Exercise inputs:
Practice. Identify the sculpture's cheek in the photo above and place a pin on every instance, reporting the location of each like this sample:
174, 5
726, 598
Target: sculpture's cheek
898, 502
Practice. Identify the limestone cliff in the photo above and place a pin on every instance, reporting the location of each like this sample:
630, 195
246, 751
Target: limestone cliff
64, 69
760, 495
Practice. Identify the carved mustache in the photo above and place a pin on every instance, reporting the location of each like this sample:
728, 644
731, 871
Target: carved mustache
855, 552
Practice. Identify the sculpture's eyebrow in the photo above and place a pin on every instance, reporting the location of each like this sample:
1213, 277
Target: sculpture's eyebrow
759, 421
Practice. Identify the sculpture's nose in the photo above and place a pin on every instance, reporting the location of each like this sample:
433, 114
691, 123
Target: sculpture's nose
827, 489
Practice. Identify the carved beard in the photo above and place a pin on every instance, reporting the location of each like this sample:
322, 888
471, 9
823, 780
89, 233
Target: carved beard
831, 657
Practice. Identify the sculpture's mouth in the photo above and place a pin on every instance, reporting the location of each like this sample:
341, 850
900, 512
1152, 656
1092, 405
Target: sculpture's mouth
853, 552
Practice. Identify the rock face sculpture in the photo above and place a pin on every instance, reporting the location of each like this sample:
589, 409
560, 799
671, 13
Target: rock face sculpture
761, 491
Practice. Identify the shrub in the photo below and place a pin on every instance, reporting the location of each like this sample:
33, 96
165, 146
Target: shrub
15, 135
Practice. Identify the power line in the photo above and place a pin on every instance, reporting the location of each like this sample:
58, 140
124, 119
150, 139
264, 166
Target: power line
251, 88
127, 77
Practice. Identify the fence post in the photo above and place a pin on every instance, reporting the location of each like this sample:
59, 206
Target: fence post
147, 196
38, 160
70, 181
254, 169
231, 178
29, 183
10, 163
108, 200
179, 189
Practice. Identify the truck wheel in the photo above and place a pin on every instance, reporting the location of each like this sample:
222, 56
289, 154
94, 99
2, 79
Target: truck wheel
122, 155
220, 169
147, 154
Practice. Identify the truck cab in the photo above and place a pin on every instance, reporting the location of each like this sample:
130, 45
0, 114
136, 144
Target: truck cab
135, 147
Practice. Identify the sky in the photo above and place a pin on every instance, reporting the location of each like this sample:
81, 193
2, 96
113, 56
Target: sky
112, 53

Problem requirements: Could you transcribe the records in full, exactly?

Output:
Practice. Identify the sculpture's cheek in the photo above and place a pin on every instance, reporting the location of each like this sample:
174, 5
726, 598
Target: sculpture's cheek
898, 502
Practice. Identify the limestone cliff in the photo above and place a pin on every instance, reporting the location of each like this sample:
630, 195
246, 751
Target: limestone cliff
64, 69
760, 495
Practice. Identify the carved mustache in the photo above and place a pin on every instance, reporting the location of each like this sample:
728, 644
731, 871
Target: carved mustache
855, 552
Practice. Identify the sculpture's eyebrow in the photo above and place a pin on every instance, reporting the location of each like this sample:
1213, 277
Target: sculpture's eyebrow
759, 421
Practice. Identify the sculpture's nose in the photo above and place a pin on every instance, reporting the location of each like this sample:
433, 114
691, 123
Target: sculpture's nose
827, 489
Practice. Identify the carved beard in the photo above and place a pin on every instance, reporting the location of each like this sample:
322, 888
471, 9
823, 780
89, 233
Target: carved beard
831, 657
Practice. Identify the sculpture's mouth in the photo above and place a pin on every instance, reporting the location of each like this sample:
341, 850
900, 512
1152, 656
1092, 405
Target: sculpture's mouth
853, 552
Practice. Identify the rock face sculpture in the photo above and place a pin on every instance, reporting the location of each like this sample:
589, 409
560, 799
671, 13
Target: rock face sculpture
761, 491
Practice. Identify the shrub in the photo below and place a pin on every instance, reporting the location of each like this sample:
33, 96
165, 146
Target: shrub
15, 135
Practice. Identify the power line in the photo above and place a pin on every instance, reporting the location of each like this sample:
58, 140
124, 119
150, 139
264, 166
Target: power line
251, 88
127, 77
Practice. Identify the fence post in the photo above and place a pin on every instance, reporting the location of each like this sample:
59, 206
Target: fence post
147, 196
38, 160
70, 181
254, 169
231, 178
29, 183
10, 163
108, 200
179, 189
Practice. Identify the truck wheel in the photo above and place a pin on every instance, reporting the location of each like this sample:
222, 56
289, 154
94, 99
2, 79
Target: truck wheel
122, 155
220, 169
147, 154
Practice. Identify the truck cab in the photo above and place a pin on every instance, reporting the location of each like this sample:
130, 45
0, 114
136, 144
Target: truck cab
135, 147
Practice. Identify the sky in the photo above and place a pin on every instance, reporting the location of each like this sample:
81, 193
2, 96
113, 56
Target: sky
112, 53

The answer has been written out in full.